Task description: Rewrite the listing below with each "provided image" changed to "given image", keeping everything else the same.

[BEGIN]

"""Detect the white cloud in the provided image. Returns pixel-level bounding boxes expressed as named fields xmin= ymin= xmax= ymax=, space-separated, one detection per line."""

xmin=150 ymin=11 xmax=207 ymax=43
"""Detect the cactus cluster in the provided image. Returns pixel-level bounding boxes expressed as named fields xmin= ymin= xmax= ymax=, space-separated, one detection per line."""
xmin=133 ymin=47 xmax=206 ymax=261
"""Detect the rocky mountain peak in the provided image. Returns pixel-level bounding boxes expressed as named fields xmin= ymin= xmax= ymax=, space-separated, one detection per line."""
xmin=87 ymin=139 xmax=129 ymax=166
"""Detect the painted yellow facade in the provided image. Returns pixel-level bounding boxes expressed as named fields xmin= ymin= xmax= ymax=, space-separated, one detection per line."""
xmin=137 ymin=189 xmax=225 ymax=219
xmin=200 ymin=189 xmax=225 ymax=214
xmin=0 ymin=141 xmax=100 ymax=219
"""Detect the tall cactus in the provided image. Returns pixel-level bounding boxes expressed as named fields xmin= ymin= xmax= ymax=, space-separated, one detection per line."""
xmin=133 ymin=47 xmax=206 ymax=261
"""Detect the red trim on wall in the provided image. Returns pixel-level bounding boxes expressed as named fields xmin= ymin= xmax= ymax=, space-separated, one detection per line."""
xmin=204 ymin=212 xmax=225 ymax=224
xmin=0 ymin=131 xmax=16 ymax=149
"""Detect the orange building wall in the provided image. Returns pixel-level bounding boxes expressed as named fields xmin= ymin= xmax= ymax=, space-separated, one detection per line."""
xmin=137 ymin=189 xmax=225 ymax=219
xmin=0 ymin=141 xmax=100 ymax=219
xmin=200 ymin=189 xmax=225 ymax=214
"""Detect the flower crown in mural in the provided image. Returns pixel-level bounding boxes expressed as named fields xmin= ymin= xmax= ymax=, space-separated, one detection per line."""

[END]

Finished task:
"""Detect the white cloud in the given image. Returns pixel-level bounding boxes expressed as named fields xmin= ymin= xmax= ymax=, space-separated, one detection per line."""

xmin=150 ymin=11 xmax=207 ymax=43
"""Detect the cactus cluster in the given image. Returns pixel-level bounding boxes expressed as named fields xmin= ymin= xmax= ymax=, space-separated, one detection per line."""
xmin=133 ymin=47 xmax=206 ymax=261
"""Detect the rocky mountain peak in the given image. Returns pixel-level bounding boxes expressed as named fields xmin= ymin= xmax= ymax=, space-separated, one detection per line."""
xmin=87 ymin=139 xmax=129 ymax=166
"""Detect the painted yellow facade in the given image. Returns pixel-level bounding boxes expressed as named fields xmin= ymin= xmax= ymax=, space-separated, one detection per line."""
xmin=137 ymin=189 xmax=225 ymax=219
xmin=200 ymin=189 xmax=225 ymax=214
xmin=0 ymin=141 xmax=100 ymax=219
"""Detect the tall cactus in the given image. Returns pixel-level bounding boxes expressed as named fields xmin= ymin= xmax= ymax=, space-separated, one detection per line."""
xmin=133 ymin=47 xmax=206 ymax=261
"""Detect the red trim on wall in the given image. Returns pixel-level bounding boxes expressed as named fields xmin= ymin= xmax= ymax=, space-separated, one detection per line."""
xmin=204 ymin=212 xmax=225 ymax=224
xmin=0 ymin=131 xmax=16 ymax=149
"""Detect the orange building wall in the given image. Returns pixel-level bounding boxes expressed as named fields xmin= ymin= xmax= ymax=, space-separated, one detection per line."""
xmin=137 ymin=189 xmax=225 ymax=219
xmin=0 ymin=141 xmax=100 ymax=219
xmin=200 ymin=189 xmax=225 ymax=214
"""Detect the flower crown in mural in the given image. Returns pixel-level bounding boxes expressed as named fields xmin= ymin= xmax= ymax=, space-separated, one detection per line."""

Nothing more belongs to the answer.